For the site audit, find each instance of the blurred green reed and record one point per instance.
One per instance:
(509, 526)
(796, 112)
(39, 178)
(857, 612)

* * *

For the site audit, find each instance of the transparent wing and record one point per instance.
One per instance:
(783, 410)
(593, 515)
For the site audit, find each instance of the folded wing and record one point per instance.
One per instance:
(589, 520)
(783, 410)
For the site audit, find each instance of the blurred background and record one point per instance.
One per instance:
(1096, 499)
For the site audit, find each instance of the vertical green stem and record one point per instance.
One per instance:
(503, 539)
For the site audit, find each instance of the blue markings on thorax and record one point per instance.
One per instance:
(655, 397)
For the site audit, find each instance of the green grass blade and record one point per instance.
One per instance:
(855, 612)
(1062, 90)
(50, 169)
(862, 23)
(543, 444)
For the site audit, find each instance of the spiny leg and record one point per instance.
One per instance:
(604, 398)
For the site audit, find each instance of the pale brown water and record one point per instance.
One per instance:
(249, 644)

==

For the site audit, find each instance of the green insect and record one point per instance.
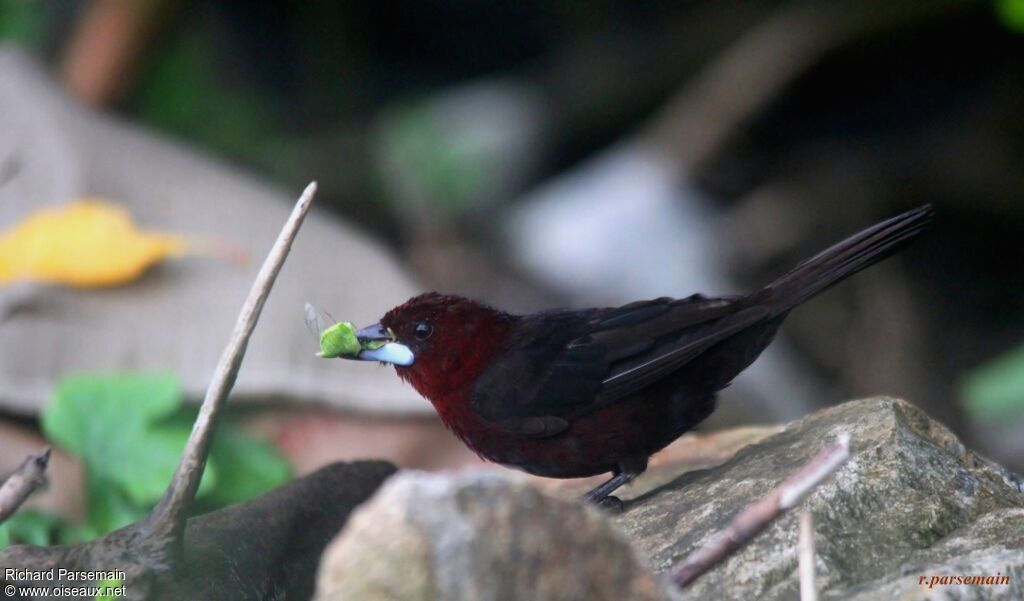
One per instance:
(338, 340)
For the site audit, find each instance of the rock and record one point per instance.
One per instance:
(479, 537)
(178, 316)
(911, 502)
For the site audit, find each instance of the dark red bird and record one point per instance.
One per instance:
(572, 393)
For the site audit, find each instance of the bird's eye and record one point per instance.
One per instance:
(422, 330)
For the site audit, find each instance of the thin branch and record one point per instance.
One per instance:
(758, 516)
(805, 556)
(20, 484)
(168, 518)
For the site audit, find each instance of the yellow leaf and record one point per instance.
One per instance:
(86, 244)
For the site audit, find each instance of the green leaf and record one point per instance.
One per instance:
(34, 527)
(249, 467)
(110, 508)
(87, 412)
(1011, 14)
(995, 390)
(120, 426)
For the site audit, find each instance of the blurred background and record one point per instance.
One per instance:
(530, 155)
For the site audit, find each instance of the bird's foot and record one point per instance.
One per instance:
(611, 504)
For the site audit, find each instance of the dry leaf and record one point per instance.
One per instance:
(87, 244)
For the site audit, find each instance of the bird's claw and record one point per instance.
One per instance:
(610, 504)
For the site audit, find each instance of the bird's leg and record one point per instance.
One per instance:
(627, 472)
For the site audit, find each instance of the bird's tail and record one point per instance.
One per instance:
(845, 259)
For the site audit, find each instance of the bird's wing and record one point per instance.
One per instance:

● Task details:
Extract each line of the material above that contains the word "leaf".

● Solution:
For the site audit, find each instance of the yellow leaf and record one point per instance.
For the site audit, find each instance of the green leaf and record one point per instance.
For the site audit, find each instance of the dry leaf and record one point per instance.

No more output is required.